▶ The request:
Copy the listing below from the line containing "mark the tree -- a dot per instance" down to the end of the listing, leaving out the pictures.
<<<<
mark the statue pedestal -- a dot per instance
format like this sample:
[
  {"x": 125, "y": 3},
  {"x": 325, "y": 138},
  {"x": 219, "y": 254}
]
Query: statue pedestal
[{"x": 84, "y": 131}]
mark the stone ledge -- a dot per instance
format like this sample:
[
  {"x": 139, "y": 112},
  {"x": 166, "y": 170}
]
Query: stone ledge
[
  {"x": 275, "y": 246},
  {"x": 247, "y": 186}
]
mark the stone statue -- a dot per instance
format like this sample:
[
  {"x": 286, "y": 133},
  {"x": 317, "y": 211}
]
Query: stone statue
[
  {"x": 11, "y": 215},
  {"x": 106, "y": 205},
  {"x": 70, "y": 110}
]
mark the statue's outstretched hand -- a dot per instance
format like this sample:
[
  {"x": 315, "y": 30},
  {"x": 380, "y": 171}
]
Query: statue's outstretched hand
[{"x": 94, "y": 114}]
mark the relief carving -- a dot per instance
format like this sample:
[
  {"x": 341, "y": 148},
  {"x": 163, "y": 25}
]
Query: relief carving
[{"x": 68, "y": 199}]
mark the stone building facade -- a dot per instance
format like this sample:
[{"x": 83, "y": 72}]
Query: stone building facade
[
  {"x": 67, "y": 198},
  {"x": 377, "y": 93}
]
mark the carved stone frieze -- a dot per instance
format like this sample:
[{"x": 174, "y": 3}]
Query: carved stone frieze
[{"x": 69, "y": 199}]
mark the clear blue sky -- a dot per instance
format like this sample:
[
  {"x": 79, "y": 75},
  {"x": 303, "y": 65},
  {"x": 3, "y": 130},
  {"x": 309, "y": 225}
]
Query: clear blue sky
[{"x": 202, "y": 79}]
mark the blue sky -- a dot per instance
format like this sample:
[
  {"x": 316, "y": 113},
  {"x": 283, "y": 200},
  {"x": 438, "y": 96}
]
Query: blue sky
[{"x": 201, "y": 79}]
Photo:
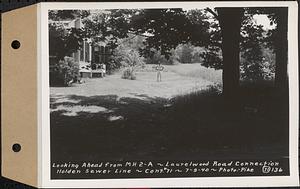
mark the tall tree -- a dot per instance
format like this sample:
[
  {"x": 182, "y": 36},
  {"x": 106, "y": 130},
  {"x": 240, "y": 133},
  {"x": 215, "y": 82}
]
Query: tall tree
[{"x": 281, "y": 49}]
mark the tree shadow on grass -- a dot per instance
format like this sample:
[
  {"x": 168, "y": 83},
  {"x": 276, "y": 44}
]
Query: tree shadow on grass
[{"x": 195, "y": 126}]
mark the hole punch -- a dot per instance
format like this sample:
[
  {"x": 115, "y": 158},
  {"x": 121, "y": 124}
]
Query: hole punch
[
  {"x": 16, "y": 147},
  {"x": 15, "y": 44}
]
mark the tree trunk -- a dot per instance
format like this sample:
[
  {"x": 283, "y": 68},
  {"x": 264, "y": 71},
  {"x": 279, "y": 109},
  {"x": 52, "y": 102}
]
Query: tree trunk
[
  {"x": 281, "y": 51},
  {"x": 230, "y": 22}
]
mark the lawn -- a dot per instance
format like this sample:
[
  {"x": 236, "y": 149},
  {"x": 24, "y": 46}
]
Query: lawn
[{"x": 182, "y": 117}]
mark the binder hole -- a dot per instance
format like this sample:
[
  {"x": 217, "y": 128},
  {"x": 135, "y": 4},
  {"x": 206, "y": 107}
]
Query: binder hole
[
  {"x": 16, "y": 147},
  {"x": 15, "y": 44}
]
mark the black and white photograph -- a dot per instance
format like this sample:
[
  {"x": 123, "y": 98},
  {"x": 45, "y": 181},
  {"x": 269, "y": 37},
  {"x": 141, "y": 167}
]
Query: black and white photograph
[{"x": 169, "y": 92}]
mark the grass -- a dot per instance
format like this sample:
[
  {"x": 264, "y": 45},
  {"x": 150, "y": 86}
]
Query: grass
[{"x": 183, "y": 117}]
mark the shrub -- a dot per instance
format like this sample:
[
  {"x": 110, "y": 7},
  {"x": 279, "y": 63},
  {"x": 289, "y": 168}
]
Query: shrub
[{"x": 64, "y": 72}]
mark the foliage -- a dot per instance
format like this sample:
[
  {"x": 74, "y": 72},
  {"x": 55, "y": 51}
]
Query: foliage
[
  {"x": 254, "y": 66},
  {"x": 128, "y": 74},
  {"x": 62, "y": 41},
  {"x": 166, "y": 28},
  {"x": 130, "y": 60},
  {"x": 64, "y": 72}
]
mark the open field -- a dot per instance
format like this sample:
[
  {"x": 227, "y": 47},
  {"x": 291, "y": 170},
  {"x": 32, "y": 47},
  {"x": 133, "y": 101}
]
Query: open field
[{"x": 182, "y": 117}]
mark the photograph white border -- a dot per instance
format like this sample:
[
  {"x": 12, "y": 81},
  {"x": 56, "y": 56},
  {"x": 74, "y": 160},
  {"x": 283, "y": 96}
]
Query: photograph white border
[{"x": 253, "y": 181}]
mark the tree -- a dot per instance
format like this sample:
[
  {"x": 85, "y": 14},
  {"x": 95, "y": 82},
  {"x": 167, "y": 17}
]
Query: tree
[
  {"x": 230, "y": 20},
  {"x": 167, "y": 28}
]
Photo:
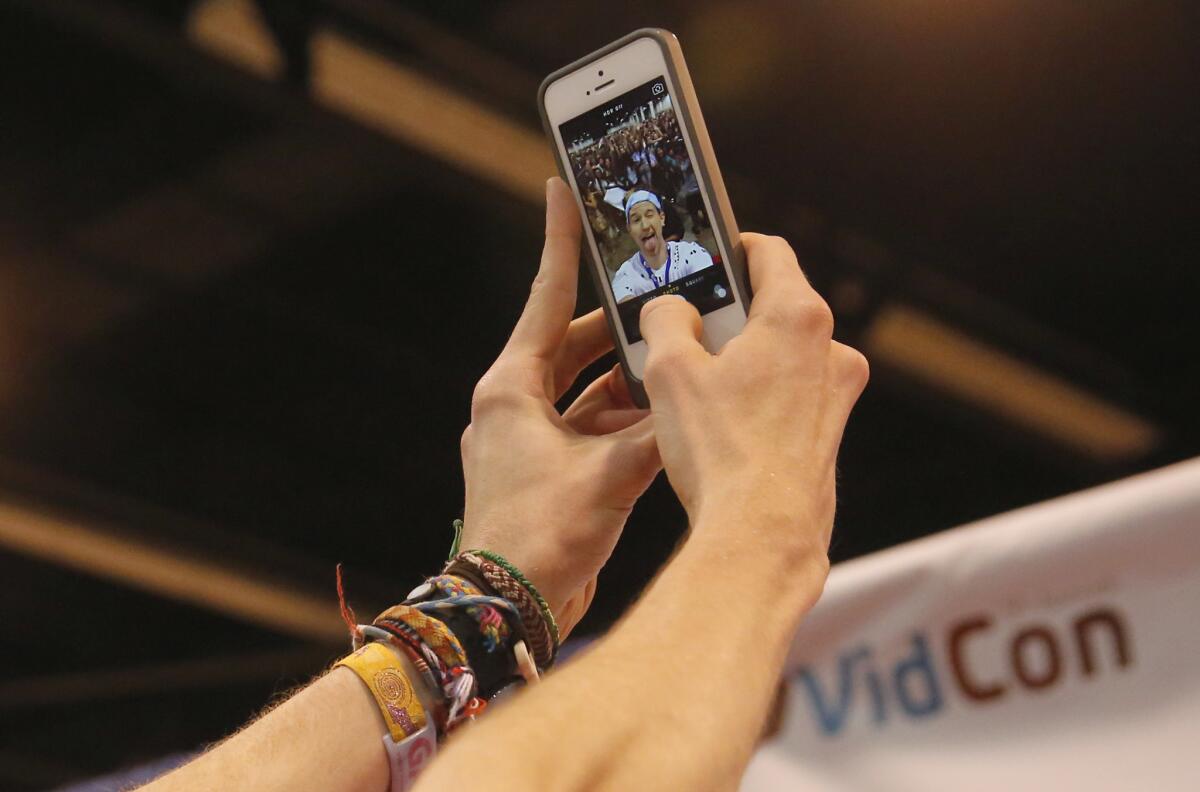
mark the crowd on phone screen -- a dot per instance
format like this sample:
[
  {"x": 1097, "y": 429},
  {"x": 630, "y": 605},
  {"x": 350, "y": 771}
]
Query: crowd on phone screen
>>>>
▶ Result of this task:
mark the tree -- a dot per instance
format like this sample:
[
  {"x": 85, "y": 14},
  {"x": 95, "y": 82},
  {"x": 167, "y": 17}
]
Query: tree
[
  {"x": 230, "y": 20},
  {"x": 167, "y": 28}
]
Photo:
mark the crowd on phone screen -- a dot per instance
format like this sample:
[
  {"x": 1097, "y": 429},
  {"x": 630, "y": 605},
  {"x": 350, "y": 771}
]
Query: crowd on phone screen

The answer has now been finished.